• [PROBLEM DETAILS]: Reproduce every record below exactly as it appears.

• [STORED DATA]:
## Begin
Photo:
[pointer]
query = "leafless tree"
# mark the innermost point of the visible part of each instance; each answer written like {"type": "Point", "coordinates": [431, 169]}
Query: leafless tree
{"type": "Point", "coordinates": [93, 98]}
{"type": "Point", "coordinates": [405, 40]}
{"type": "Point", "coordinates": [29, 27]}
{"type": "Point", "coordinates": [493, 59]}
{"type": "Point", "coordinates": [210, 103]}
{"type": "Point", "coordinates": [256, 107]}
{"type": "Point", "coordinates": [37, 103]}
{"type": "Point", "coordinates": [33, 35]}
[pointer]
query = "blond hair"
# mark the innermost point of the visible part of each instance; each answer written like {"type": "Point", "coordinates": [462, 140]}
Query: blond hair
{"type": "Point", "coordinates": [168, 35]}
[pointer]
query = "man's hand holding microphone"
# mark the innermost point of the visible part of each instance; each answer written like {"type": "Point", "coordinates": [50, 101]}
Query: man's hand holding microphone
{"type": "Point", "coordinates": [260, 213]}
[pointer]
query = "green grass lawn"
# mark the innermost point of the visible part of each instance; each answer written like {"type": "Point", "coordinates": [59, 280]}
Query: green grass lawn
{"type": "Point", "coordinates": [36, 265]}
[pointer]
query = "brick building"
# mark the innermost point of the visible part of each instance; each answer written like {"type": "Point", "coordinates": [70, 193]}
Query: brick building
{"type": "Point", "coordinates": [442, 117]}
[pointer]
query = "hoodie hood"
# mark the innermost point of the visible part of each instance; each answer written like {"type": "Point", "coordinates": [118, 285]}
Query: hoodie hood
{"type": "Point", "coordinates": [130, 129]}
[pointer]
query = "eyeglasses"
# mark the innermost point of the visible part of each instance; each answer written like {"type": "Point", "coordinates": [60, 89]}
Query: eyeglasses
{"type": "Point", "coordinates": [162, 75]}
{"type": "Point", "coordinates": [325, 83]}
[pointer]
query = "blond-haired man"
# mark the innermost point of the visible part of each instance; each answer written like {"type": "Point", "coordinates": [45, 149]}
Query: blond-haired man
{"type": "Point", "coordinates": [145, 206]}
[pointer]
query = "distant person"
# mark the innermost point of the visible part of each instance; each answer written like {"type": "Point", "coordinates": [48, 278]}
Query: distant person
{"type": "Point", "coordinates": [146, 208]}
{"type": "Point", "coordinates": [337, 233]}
## End
• [FINISHED ANSWER]:
Photo:
[pointer]
query = "leafless tree"
# mark the innermost point of the visible part of each instance; each answer written like {"type": "Point", "coordinates": [431, 169]}
Query: leafless tree
{"type": "Point", "coordinates": [93, 98]}
{"type": "Point", "coordinates": [405, 40]}
{"type": "Point", "coordinates": [29, 27]}
{"type": "Point", "coordinates": [493, 59]}
{"type": "Point", "coordinates": [210, 103]}
{"type": "Point", "coordinates": [256, 107]}
{"type": "Point", "coordinates": [37, 103]}
{"type": "Point", "coordinates": [33, 35]}
[pointer]
query = "blond hair"
# mark the innermost point of the visible part of each instance; each answer written like {"type": "Point", "coordinates": [462, 140]}
Query: blond hair
{"type": "Point", "coordinates": [168, 35]}
[pointer]
query = "man's hand holding microphone"
# mark the innermost point of the visible part of each instance; each answer written like {"type": "Point", "coordinates": [50, 101]}
Query: man's hand holding microphone
{"type": "Point", "coordinates": [260, 213]}
[pointer]
query = "green grass lawn"
# mark the innermost point of the visible part of each instance; each answer written like {"type": "Point", "coordinates": [59, 280]}
Query: green grass lawn
{"type": "Point", "coordinates": [36, 265]}
[pointer]
query = "brick building"
# mark the innermost point of the visible part of each instance; each answer written like {"type": "Point", "coordinates": [70, 193]}
Query: brick building
{"type": "Point", "coordinates": [442, 117]}
[pointer]
query = "hoodie hood"
# mark the innermost point of the visible part of each instance; each answer written like {"type": "Point", "coordinates": [118, 285]}
Query: hoodie hood
{"type": "Point", "coordinates": [130, 129]}
[pointer]
query = "eyeglasses"
# mark the innermost point of the visible part of each instance; each answer written like {"type": "Point", "coordinates": [60, 89]}
Query: eyeglasses
{"type": "Point", "coordinates": [162, 75]}
{"type": "Point", "coordinates": [325, 83]}
[pointer]
query = "blond-haired man"
# mark the innermost point of the visible part of each instance; each answer written like {"type": "Point", "coordinates": [45, 149]}
Query: blond-haired man
{"type": "Point", "coordinates": [145, 206]}
[pointer]
query = "distant person"
# mark the innermost point of the visible part of each instance; each answer written like {"type": "Point", "coordinates": [48, 278]}
Query: distant person
{"type": "Point", "coordinates": [146, 208]}
{"type": "Point", "coordinates": [337, 233]}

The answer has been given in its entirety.